(Recorded data)
---
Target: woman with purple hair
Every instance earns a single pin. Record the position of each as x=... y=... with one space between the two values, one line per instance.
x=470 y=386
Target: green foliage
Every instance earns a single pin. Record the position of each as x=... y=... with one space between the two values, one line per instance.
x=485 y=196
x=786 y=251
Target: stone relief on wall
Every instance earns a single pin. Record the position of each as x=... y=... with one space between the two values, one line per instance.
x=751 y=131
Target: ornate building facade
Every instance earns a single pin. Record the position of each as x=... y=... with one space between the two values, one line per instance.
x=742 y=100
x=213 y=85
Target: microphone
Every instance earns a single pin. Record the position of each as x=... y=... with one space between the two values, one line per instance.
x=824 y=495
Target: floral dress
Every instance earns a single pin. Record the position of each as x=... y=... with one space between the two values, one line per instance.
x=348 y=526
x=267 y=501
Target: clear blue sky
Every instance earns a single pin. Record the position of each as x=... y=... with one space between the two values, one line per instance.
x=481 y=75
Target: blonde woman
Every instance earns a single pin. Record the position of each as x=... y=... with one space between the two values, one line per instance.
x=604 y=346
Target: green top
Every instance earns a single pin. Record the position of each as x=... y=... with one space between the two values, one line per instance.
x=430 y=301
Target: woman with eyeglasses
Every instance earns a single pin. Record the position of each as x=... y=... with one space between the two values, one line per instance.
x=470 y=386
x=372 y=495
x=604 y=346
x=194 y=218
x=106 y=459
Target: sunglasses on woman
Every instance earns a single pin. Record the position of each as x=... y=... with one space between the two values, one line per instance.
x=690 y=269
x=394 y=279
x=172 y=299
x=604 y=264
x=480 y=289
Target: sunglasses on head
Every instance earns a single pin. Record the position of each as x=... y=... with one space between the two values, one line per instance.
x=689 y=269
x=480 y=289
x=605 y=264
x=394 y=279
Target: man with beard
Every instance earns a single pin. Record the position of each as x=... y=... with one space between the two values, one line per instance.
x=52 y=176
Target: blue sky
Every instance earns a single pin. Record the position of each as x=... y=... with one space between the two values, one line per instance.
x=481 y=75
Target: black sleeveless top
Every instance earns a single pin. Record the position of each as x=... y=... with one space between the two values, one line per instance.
---
• **What you need to do**:
Reproduce the records above in full, without altering a single character.

• **Result**:
Target: woman with purple hair
Every instance earns a single pin. Record the position of each as x=... y=... with one space between the two values, one line per instance.
x=470 y=386
Target: green foliage
Every instance earns a single pin. Record the position of each as x=... y=... with one space between the two values, one line per instance.
x=485 y=196
x=786 y=251
Target: stone relief on wall
Every instance earns a single pin. Record the position of each as x=... y=... with one space between the two values, one line per instance.
x=751 y=131
Target: ornate building facade
Every instance earns a single pin. Record the position of each as x=... y=... with one space between the two values, one line per instance.
x=742 y=100
x=213 y=85
Target: microphone
Every instance earns a single pin. Record the position of each as x=... y=... with one space between the two values, one line per instance.
x=824 y=495
Target: floral dress
Every instance earns a single pin. Record the position of each as x=... y=... with one space between the two values, one line per instance.
x=348 y=526
x=267 y=501
Target: clear blue sky
Every instance earns a single pin. Record the position of each as x=... y=... with one space between the two values, one line per instance.
x=481 y=75
Target: blonde woman
Every instance earns a single pin. Record the position of each as x=... y=... with one space between the two values, one line per instance.
x=604 y=346
Target: green top
Every instance earns a single pin. Record the position of each as x=... y=... with one space between the two values, one line per instance.
x=430 y=301
Target: woman with eyeglasses
Every instance earns a single pin. Record the position of each as x=... y=... with one space between the two values, one line per instance.
x=470 y=386
x=372 y=495
x=604 y=346
x=194 y=218
x=106 y=459
Target: sunglasses on woman
Every instance earns a single pin. Record the position of each as x=... y=... with one space between the two values, one line per instance.
x=690 y=269
x=394 y=279
x=172 y=299
x=604 y=264
x=480 y=289
Target: sunglasses on head
Every instance earns a single pin. Record the position of each as x=... y=... with one space between the two values, one line per instance.
x=689 y=269
x=480 y=289
x=605 y=264
x=394 y=279
Target: man with beard
Every instance earns a single pin. Record the position of each as x=... y=... with one space between the two values, one line per instance.
x=52 y=176
Target: blue sky
Every instance earns a single pin. Record the position of each as x=... y=... with one space between the two values, one line per instance.
x=481 y=75
Target: black sleeveless top
Every instance earns a single pin. Record the position of each as x=... y=... with one space between the two values, one line per instance.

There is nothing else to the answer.